═══ Reading passage ═══

I'm just keen to get a view into his potential retirement in at the next AGM. My understanding is that he will reach mandatory retirement age before the AGM, and therefore, unless you change the bylaws, he will need to stand down. Therefore, I'm just keen to get a view whether you intend to change the bylaws, please. Thank you.
Thank you, James. Fabian Uffer, our CRO , will take the first question. I'll take the second. Denis is not on the call, and I will answer your second question. Thank you.
Okay. On the EIOPA review, the particular point on the diversification, you might be aware that the risk margin allows not for the full diversification as the SCR. The risk margin depends on the legal entity risks, and this is then aggregated as a sum of the legal entity risk margins. This is not the change in the Solvency II revision that is expected. The change to the risk margin proposed by the EC is on the cost of capital, which would directly translate to our risk margin. Then there's the so-called introduction of a Lambda factor, which has a dampening effect on the size of the risk margin.
Overall, we have communicated in the past, and it depends a bit on the economic situation, but the expectation is that the proposed changes could improve the solvency ratio by around 19%. Still, this needs to go through a political process and will be in place earliest in 2024.
Thank you, Fabian. On your second point, James. The age limit is reached indeed at the AGM. However, if you look in the precise bylaws wording, it's the age limit hits in the year when the person turns 70. It's not when the person reaches 70 itself, it's at the AGM following the age. First point is, I can confirm that Denis Kessler would reach the statutory limit in March 2022, and then that would have to be reviewed at the upcoming AGM. The nomination committee makes recommendations on age limits.
If the board wishes Denis Kessler to remain as chairman, and if Denis Kessler accepts it, then the resolution would be put to the AGM to extend the age limit, and then shareholders decide. Anyhow, this is a board matter. They own it, and that's with them. Thank you, James. We'll take our next question, please.
Our next question comes from Andrew Ritchie at Autonomous Research.
Oh, hi there. Thanks for the buyback. That saves that question. Two other quick questions. On slide five, Ian, I wonder if you just clarify how I interpret the eight points for planned P&C growth. Is that on a sort of forward-looking basis? To what degree is that? Is that sort of capturing one or how forward-looking is it? On that slide as well, the EOF generation looks quite low, but there is something that says and other. What is the and other? I'm guessing the and other is negative, but maybe if you just clarify, is there any way you can sort of give us a sense as to normal levels of EOF generation or something exceptional in Q3? Second question, for Jean-Paul.
When I look at your normalized combined ratio, you've normalized using seven points of CAT, when I just assumed you'd already transitioned to the eight points of CAT. I'm not sure what happens overnight in 2022 that makes the eight points normalization right then versus seven points now. I mean, does the underlying attritional drop by a compensating amount? Or, so I'm just, I'm not sure why you've not normalized it now. Related to the normalized, it was a bit higher. I'm always conscious one shouldn't overinterpret a quarter. But was there any sort of elevated man-made, particularly in Q3? Thanks.
Really, Andrew, I'll just hand over to Fabian to pick up on the solvency position changes.

═══ Data to examine ═══

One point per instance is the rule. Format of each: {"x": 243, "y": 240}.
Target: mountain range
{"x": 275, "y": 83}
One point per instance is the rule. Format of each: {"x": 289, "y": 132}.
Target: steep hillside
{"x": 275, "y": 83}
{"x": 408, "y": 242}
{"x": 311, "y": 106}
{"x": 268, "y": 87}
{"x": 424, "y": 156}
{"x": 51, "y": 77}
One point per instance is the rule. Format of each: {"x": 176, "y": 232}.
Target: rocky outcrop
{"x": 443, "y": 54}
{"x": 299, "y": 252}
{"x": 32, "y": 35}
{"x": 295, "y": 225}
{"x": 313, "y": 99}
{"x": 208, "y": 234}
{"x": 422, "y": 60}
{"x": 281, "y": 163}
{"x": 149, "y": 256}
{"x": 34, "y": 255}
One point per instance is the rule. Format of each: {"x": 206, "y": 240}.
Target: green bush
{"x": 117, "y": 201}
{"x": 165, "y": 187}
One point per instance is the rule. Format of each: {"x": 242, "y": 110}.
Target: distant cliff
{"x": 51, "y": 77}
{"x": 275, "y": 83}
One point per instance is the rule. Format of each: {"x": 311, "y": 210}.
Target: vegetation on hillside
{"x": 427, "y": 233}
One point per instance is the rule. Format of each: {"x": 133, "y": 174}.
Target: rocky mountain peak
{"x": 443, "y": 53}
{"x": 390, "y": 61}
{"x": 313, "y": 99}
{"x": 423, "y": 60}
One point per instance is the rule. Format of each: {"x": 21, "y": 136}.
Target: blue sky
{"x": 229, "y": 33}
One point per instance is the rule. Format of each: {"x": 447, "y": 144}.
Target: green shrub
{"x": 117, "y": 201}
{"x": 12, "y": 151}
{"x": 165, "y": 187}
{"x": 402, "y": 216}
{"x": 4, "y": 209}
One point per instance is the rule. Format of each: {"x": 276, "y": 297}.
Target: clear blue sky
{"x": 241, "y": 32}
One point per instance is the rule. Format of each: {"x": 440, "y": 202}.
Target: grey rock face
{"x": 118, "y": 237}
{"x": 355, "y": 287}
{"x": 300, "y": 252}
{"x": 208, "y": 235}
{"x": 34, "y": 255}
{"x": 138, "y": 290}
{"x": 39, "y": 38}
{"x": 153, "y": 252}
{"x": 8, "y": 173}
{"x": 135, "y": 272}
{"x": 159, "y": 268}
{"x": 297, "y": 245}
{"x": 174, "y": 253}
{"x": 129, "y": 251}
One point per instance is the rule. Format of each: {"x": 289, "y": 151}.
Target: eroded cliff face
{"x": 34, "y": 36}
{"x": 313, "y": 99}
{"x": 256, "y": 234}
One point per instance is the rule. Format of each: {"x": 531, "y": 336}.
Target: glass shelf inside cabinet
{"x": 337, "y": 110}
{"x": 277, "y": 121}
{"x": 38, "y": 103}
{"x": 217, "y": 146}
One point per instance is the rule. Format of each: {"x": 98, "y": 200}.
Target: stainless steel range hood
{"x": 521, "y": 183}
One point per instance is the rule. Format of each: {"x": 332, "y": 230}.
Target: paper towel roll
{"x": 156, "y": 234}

═══

Condense the earnings call transcript above into three sentences.

Fabian Uffer, the CRO, explains that the European Commission's proposed changes to the risk margin, namely to the cost of capital and the introduction of a Lambda factor, could improve the solvency ratio by around 19%, although they must go through a political process and would take effect in 2024 at the earliest. In reply to James's question about the bylaws, it is confirmed that Denis Kessler would reach the statutory age limit in March 2022, so the matter would be reviewed at the upcoming AGM, where shareholders would vote on extending the limit if the board wishes him to stay as chairman and he accepts. Andrew Ritchie of Autonomous Research then asks about the planned P&C growth and the "and other" item in EOF generation on slide five, and about why the normalized combined ratio uses seven points of CAT instead of eight.